_What you need to do:_ Go to the line holding "the horse's front" in the entries below and write out exactly every line down to and including the line holding "the horse's belly".

_Items from a data source:_
*** Begin section ***
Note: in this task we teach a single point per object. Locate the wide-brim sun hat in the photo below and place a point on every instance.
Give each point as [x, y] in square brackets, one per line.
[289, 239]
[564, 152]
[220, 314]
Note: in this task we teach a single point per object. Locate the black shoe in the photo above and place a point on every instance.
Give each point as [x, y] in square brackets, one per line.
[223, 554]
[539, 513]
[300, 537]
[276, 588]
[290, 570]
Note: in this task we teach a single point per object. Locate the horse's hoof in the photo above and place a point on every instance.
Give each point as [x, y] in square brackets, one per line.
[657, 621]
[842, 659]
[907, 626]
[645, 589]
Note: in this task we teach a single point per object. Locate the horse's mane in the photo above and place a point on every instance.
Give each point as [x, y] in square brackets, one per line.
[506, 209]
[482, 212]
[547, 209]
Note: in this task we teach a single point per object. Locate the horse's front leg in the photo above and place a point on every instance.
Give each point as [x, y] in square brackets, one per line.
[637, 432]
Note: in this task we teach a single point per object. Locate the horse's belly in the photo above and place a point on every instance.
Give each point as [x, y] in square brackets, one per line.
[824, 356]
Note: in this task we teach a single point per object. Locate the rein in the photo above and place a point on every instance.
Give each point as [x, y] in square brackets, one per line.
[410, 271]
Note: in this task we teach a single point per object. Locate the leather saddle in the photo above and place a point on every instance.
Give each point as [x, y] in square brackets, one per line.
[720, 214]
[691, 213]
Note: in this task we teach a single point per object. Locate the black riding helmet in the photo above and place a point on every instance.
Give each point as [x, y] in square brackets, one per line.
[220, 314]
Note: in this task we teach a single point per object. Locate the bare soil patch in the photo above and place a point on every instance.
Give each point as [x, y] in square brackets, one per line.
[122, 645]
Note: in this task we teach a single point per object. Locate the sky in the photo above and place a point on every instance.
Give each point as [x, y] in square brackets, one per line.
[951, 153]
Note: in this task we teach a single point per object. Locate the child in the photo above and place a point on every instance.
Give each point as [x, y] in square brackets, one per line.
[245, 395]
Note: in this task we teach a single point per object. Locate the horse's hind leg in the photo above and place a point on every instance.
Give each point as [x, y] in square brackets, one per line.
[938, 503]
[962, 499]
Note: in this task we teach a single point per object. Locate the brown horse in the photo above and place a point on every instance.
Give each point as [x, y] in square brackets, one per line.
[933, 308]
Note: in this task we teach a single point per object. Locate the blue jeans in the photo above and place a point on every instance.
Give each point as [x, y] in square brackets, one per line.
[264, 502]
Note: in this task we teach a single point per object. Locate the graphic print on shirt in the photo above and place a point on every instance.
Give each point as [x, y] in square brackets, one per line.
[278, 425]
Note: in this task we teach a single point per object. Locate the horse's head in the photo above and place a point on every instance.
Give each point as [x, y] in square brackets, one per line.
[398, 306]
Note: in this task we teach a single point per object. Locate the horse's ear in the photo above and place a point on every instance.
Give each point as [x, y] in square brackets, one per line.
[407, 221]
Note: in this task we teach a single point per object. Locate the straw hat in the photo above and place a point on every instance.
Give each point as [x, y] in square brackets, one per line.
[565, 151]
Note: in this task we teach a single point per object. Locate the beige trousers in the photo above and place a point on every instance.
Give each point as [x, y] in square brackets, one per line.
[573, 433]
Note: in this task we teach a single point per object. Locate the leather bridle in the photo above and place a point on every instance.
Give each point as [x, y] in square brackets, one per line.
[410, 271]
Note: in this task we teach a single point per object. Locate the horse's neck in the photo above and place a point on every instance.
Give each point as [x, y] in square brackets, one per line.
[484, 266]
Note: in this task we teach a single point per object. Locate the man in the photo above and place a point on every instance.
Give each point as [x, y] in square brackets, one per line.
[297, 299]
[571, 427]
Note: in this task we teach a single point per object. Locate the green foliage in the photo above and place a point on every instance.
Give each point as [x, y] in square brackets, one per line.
*** End section ***
_Solution for this problem:_
Note: in this task we teach a single point per object. Locate the horse's front leg in the photo above and place a point on every instance.
Give each point as [x, y] in square brackets, one per line.
[637, 432]
Note: in this task we teach a single point per object. Locate the horse's belly in the photo above and place a point on every instance.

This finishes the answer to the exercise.